> **Request**
Copy out every line from the start of the rows down through the line containing "x=432 y=241", multiplying each coordinate in the answers by 1.1 and rounding to whole numbers, with halves rounded up. Keep all other lines as they are, including the sample coordinates.

— begin Listed records —

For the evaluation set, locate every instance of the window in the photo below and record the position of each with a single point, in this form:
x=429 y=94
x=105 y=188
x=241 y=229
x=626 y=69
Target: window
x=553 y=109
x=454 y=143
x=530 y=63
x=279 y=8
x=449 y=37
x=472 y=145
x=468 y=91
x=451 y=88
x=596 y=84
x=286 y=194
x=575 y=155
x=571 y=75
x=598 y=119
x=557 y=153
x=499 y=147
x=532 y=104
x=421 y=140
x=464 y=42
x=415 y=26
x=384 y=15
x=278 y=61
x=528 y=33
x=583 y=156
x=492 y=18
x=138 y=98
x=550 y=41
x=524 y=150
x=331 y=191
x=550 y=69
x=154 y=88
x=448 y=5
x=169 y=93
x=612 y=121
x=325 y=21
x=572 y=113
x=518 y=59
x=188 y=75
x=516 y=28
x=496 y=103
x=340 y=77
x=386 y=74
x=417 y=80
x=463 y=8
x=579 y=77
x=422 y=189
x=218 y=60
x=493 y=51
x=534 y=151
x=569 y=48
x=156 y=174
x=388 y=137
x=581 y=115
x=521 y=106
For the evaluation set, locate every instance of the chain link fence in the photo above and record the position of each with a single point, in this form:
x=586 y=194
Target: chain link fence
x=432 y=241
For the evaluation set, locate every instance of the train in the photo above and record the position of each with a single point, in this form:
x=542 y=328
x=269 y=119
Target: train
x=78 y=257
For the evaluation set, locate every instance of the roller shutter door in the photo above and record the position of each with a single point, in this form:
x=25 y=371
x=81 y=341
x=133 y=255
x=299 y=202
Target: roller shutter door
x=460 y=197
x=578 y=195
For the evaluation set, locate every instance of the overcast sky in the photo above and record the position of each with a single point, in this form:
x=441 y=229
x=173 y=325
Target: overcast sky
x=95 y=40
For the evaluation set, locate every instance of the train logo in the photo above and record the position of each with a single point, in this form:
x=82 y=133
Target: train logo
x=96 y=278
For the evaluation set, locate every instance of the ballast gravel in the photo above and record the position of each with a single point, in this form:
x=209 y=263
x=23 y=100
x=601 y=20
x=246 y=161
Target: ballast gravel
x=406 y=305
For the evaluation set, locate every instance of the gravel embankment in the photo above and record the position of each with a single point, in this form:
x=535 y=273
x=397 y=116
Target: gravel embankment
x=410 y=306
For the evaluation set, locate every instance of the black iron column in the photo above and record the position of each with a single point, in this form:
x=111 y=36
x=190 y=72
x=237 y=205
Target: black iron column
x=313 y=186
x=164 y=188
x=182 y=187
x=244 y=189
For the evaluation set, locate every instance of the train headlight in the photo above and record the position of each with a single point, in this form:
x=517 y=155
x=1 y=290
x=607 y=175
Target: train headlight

— end Listed records —

> **Response**
For the evaluation set, locate every instance of the window in the photo below and record the position of each with a single point, in this form:
x=429 y=94
x=105 y=188
x=241 y=229
x=626 y=69
Target: window
x=608 y=120
x=499 y=157
x=583 y=69
x=307 y=9
x=494 y=41
x=519 y=160
x=515 y=100
x=496 y=97
x=656 y=92
x=315 y=213
x=633 y=171
x=628 y=83
x=658 y=131
x=613 y=168
x=549 y=162
x=585 y=114
x=463 y=154
x=510 y=46
x=457 y=29
x=422 y=17
x=306 y=67
x=581 y=36
x=641 y=172
x=541 y=20
x=152 y=108
x=605 y=45
x=576 y=165
x=364 y=210
x=605 y=76
x=169 y=97
x=493 y=6
x=186 y=102
x=673 y=133
x=358 y=23
x=629 y=124
x=570 y=65
x=207 y=83
x=568 y=31
x=546 y=113
x=374 y=85
x=425 y=81
x=459 y=88
x=509 y=9
x=637 y=85
x=464 y=208
x=240 y=66
x=542 y=56
x=587 y=166
x=626 y=53
x=172 y=191
x=427 y=151
x=639 y=127
x=573 y=117
For the evaluation set, locate every instance of the chain link fence in the photo above and record the position of each with a single point, in this form:
x=586 y=194
Target: chain link fence
x=475 y=265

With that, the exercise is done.